------ EXERCISE INPUTS

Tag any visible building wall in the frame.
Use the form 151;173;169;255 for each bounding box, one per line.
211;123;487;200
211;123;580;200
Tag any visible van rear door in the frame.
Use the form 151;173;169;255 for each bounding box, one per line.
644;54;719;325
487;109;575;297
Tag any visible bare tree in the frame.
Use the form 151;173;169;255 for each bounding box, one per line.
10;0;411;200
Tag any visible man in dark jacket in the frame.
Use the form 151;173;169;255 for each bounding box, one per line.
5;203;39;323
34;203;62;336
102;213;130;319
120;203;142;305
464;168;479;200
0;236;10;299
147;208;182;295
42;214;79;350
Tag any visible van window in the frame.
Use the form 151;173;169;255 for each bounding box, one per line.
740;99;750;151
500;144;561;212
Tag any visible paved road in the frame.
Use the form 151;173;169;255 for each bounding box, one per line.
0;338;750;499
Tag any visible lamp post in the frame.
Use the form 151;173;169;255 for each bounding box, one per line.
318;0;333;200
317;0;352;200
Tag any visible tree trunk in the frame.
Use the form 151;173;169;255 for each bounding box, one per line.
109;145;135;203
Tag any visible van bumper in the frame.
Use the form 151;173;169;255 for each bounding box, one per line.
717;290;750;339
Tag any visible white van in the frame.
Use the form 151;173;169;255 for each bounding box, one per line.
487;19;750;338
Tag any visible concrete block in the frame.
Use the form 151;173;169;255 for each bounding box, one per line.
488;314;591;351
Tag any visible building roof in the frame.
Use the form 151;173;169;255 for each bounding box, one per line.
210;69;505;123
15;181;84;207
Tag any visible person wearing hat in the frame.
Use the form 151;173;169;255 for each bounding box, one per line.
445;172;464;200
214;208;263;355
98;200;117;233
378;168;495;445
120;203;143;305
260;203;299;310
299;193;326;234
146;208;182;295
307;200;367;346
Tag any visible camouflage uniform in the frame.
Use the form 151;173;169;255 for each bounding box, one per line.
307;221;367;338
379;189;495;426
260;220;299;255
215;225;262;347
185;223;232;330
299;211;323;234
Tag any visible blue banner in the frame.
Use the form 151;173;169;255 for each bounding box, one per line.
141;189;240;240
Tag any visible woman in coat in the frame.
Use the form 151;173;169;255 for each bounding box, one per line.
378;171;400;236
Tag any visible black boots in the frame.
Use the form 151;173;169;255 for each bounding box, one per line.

------------

**TASK STATEMENT**
Reproduce the entire listing above word for word, every line in its original order, without changes.

**EXERCISE RESPONSE**
Tag any visible building wall in the frame.
Use the form 151;173;169;255 for each bounding box, one per line.
211;123;487;200
211;123;580;200
Tag any visible van rear door in the frame.
Use the form 151;173;169;255 for each bounding box, one per line.
644;54;719;325
487;109;575;297
Tag any visible bare tree in the frame.
Use the form 151;173;169;255 for each bounding box, one per line.
10;0;411;200
Tag any visible man in dark jacket in the frame.
Use the form 151;173;169;255 for each bounding box, one per line.
5;203;39;323
34;203;62;336
102;213;130;319
120;203;142;305
464;168;479;200
0;236;10;299
147;208;182;295
42;214;79;350
Tag any visible van window in the frame.
Use the form 151;173;169;255 for each bounding box, one per line.
740;99;750;151
500;144;561;212
Tag any visible paved road in the frame.
Use the form 151;173;169;255 for each bounding box, one per line.
0;338;750;499
Tag any visible lamp post in the frame.
Use the form 151;173;169;255 for each bounding box, one per line.
318;0;333;200
317;0;352;200
Tag any visible tree trunk in the frame.
Use the form 151;173;169;255 for each bounding box, one per line.
109;145;135;203
Tag any visible van bumper in the frame.
Use the form 151;173;169;255 for each bounding box, one per line.
717;290;750;339
Tag any visible white van in the frame.
Use the form 151;173;169;255 for each bounding box, one per line.
487;19;750;338
Tag any visible concrete block in the frame.
Use the form 151;173;169;255 for each bounding box, one per line.
488;314;591;351
Tag any visible building roof in the frame.
Use the form 151;173;169;255 for each bounding box, one per line.
210;69;505;123
15;181;84;207
Tag any visible person wearing hat in the frame.
Use the form 151;173;169;255 for each bounding box, one per line.
445;172;464;200
214;208;263;355
98;200;117;233
378;168;495;445
120;203;143;305
260;203;299;310
299;193;326;234
146;208;182;295
307;200;367;346
Tag any visible camouflage uniform in the frame.
Use the form 151;173;169;255 for each bounding box, one per line.
307;221;367;338
379;189;495;426
260;220;299;255
215;225;262;347
185;223;232;330
299;211;323;234
Tag any visible blue banner in the frame.
Use the form 151;173;169;255 for each bounding box, one per line.
141;189;240;240
Tag any visible woman in coat in the frame.
Use the form 151;173;169;255 for each bounding box, one per line.
378;171;400;236
Tag any visible black boots in the frame.
Use the form 151;173;169;255 for each bounding box, one per line.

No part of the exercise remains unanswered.